• **WHAT IS ASKED**: Reproduce the material in full, unchanged.

☆ ☆ ☆ ☆ ☆ ☆ ☆

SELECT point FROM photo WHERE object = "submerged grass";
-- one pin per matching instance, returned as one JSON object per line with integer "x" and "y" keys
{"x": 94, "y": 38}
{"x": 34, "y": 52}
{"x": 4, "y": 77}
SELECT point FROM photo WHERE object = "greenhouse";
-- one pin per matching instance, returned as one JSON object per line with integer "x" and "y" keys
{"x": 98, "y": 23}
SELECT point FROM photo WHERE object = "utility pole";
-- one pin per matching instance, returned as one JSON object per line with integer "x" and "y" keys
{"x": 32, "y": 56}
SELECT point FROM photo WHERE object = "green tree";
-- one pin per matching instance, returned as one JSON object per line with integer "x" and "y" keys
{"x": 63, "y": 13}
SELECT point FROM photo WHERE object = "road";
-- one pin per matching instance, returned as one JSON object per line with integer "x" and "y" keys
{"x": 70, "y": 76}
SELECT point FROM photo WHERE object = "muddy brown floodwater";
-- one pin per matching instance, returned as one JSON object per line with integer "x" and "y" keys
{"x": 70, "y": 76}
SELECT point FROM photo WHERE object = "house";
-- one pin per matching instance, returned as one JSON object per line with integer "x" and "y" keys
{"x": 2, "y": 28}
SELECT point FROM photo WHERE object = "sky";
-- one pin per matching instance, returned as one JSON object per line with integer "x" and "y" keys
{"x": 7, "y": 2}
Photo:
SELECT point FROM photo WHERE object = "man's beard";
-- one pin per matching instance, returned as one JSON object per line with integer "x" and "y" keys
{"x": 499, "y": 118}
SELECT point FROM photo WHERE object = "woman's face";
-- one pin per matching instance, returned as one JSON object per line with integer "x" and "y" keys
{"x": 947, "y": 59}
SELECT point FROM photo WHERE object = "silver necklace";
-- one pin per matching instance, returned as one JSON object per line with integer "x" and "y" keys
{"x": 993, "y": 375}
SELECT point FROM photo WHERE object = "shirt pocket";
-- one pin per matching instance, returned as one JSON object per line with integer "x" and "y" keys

☆ ☆ ☆ ☆ ☆ ☆ ☆

• **FINISHED EXERCISE**:
SELECT point FROM photo WHERE object = "submerged grass";
-- one pin per matching instance, returned as one JSON object per line with integer "x" and "y" keys
{"x": 94, "y": 38}
{"x": 34, "y": 52}
{"x": 4, "y": 77}
SELECT point FROM photo WHERE object = "greenhouse";
-- one pin per matching instance, returned as one JSON object per line with integer "x" and "y" keys
{"x": 98, "y": 23}
SELECT point FROM photo WHERE object = "utility pole";
-- one pin per matching instance, returned as one JSON object per line with integer "x" and "y" keys
{"x": 32, "y": 56}
SELECT point FROM photo WHERE object = "green tree";
-- one pin per matching instance, returned as one JSON object per line with integer "x" and "y" keys
{"x": 63, "y": 13}
SELECT point FROM photo WHERE object = "road";
-- one pin per matching instance, returned as one JSON object per line with integer "x" and "y" keys
{"x": 70, "y": 76}
SELECT point FROM photo WHERE object = "muddy brown floodwater";
-- one pin per matching instance, returned as one JSON object per line with integer "x" and "y" keys
{"x": 70, "y": 76}
SELECT point FROM photo WHERE object = "house";
-- one pin per matching instance, returned as one JSON object per line with integer "x" and "y" keys
{"x": 2, "y": 28}
SELECT point FROM photo WHERE object = "sky";
-- one pin per matching instance, returned as one JSON object per line with integer "x" and "y" keys
{"x": 7, "y": 2}
Photo:
SELECT point FROM photo WHERE object = "man's beard";
-- one pin per matching instance, returned as one JSON object per line with integer "x" and "y" keys
{"x": 499, "y": 118}
SELECT point FROM photo WHERE object = "woman's face";
-- one pin per matching instance, returned as one JSON object per line with integer "x" and "y" keys
{"x": 947, "y": 59}
SELECT point FROM photo WHERE object = "silver necklace";
-- one pin per matching instance, returned as one JSON object per line with integer "x" and "y" keys
{"x": 993, "y": 375}
SELECT point FROM photo WHERE object = "shirt pocket";
-- one pin per matching instance, returned as one JSON object per line with integer "x" and "y" keys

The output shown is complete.